Consigne 1 ::
D'après l'extrait sur la neurosarcoïdose, quel est le taux de rémission de la neurosarcoïdose après traitement médical ?
Consigne 2 ::
Affichez le passage de l'extrait sur la neurosarcoïdose qui commence par « Contributions des auteurs » et se termine par « finale du manuscrit. ».

Extrait du texte ::
○ ○ ○ ○
En 1999, Zajicek et al. ont décrit des critères cliniques et paracliniques pour le diagnostic d'une neurosarcoïdose selon 3 niveaux: certain, probable et possible [11]. Cette classification ne s'applique pas dans notre cas car le diagnostic est confirmé par anatomopathologie devant un cas de sarcoïdose hypothalamo-hypophysaire mimant un adénome hypophysaire. Ce cas rejoint les 09 cas déjà décrit sur la littérature de la localisation isolée hypothalamo-hypophysaire d'une sarcoïdose [1, 5, 6, 13, 14]. Le traitement est principalement médical avec administration des corticoïdes. La neurosarcoïdose se caractérise d'un taux de rémission après traitement médical de 8% alors qu'il est de 39% dans les autres localisations. Une amélioration radiologique est notée dans 29% à 78% des cas [6, 8]. L'insuffisance hypothalamo-hypophysaire est irréversible dans tous les cas malgré le traitement médical [5, 6, 8]. Un traitement hormonal substitutif est indispensable. D'autres thérapeutiques plus agressives peuvent être prescrites devant une mauvaise réponse à la corticothérapie ou l'agressivité de la manifestation de la neurosarcoïdose. Ces molécules sont principalement des immonosuppresseurs et des immunomodulateurs [1, 15, 16]: méthotrexate, mycophenolate mofetil, cyclosporine, azathioprine, l'infliximab et l'hydrochloroquine. Une radiothérapie peut être aussi indiquée dans certains cas réfractaires à l'ensemble des traitements médicaux possibles [16]. La prise en charge chirurgicale s'accompagne d'un taux élevé de fistule post opératoire de LCR et de diabète insipide avec des troubles endocriniens persistants malgré le traitement de la sarcoïdose avec la nécessité le plus souvent d'un traitement hormonal substitutif [6]. Un taux d'amélioration endocrinienne de 13% a été rapporté par Anthony et al. sur sa revue de littérature [1]. La rémission sous traitement est 5 fois moins favorable en cas de neuro-sarcoïdose [6]. Un cas de décès est rapporté sur la littérature suite à évolution fatale un an après le diagnostic d'une neurosarcoïdose suite à une méningo-encéphalite granulomateuse aigu [8]. Toutes causes confondues, le taux de mortalité est de 5% à 10% [1, 4].
Conclusion
La neurosarcoïdose est un critère de mauvais pronostic chez un patient atteint d'une sarcoïdose. L'atteinte hypothalamo-hypophysaire est rare avec des complications plus fréquentes que les autres atteintes neurologiques et systémiques nécessitant une prise en charge multidisciplinaire à long terme.
Conflits d’intérêts
Les auteurs ne déclarent aucun conflit d'intérêts.
Contributions des auteurs
Tous les auteurs ont participé à l'élaboration et la mise en oeuvre de ce travail. Ils déclarent également avoir lu et approuvé la version finale du manuscrit.
○ ○ ○ ○
Matériel fourni ::
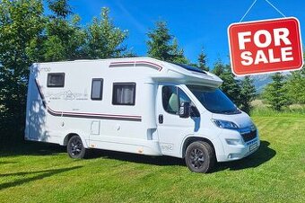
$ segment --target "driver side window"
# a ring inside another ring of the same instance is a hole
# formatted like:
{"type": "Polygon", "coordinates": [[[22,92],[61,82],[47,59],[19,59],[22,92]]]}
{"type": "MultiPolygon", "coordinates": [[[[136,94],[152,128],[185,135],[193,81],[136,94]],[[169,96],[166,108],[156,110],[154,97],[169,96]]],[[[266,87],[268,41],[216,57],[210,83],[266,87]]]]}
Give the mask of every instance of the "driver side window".
{"type": "Polygon", "coordinates": [[[180,88],[173,85],[162,87],[162,104],[168,113],[178,115],[179,106],[186,102],[191,104],[191,116],[199,117],[198,110],[180,88]]]}

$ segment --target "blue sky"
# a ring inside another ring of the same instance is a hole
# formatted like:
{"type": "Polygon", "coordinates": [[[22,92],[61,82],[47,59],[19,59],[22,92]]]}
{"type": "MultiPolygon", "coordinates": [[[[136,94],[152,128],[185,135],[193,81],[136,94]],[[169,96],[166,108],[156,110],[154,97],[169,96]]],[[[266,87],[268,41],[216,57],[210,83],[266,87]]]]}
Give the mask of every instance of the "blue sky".
{"type": "MultiPolygon", "coordinates": [[[[240,22],[254,0],[70,0],[74,13],[80,14],[85,26],[93,16],[99,16],[103,6],[110,9],[116,26],[129,31],[126,44],[139,56],[145,56],[146,33],[158,20],[168,22],[170,33],[179,41],[185,55],[196,62],[202,48],[209,66],[217,59],[229,63],[227,28],[240,22]]],[[[284,15],[299,19],[305,34],[305,1],[269,0],[284,15]],[[302,26],[304,24],[304,26],[302,26]]],[[[257,0],[243,22],[282,15],[265,0],[257,0]]],[[[303,34],[303,36],[304,36],[303,34]]],[[[302,41],[304,40],[302,37],[302,41]]]]}

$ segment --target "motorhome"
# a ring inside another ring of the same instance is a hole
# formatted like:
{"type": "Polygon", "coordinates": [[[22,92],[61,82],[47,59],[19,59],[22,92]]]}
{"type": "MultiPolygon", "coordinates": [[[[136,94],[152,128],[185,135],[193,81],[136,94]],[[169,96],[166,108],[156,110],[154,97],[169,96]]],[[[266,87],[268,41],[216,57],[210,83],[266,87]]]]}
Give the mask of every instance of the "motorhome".
{"type": "Polygon", "coordinates": [[[37,63],[30,66],[25,139],[184,158],[207,172],[257,150],[250,118],[198,68],[151,57],[37,63]]]}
○ ○ ○ ○
Résultat 1 ::
8 %, contre 39 % dans les autres localisations.

Résultat 2 ::
Contributions des auteurs
Tous les auteurs ont participé à l'élaboration et la mise en oeuvre de ce travail. Ils déclarent également avoir lu et approuvé la version finale du manuscrit.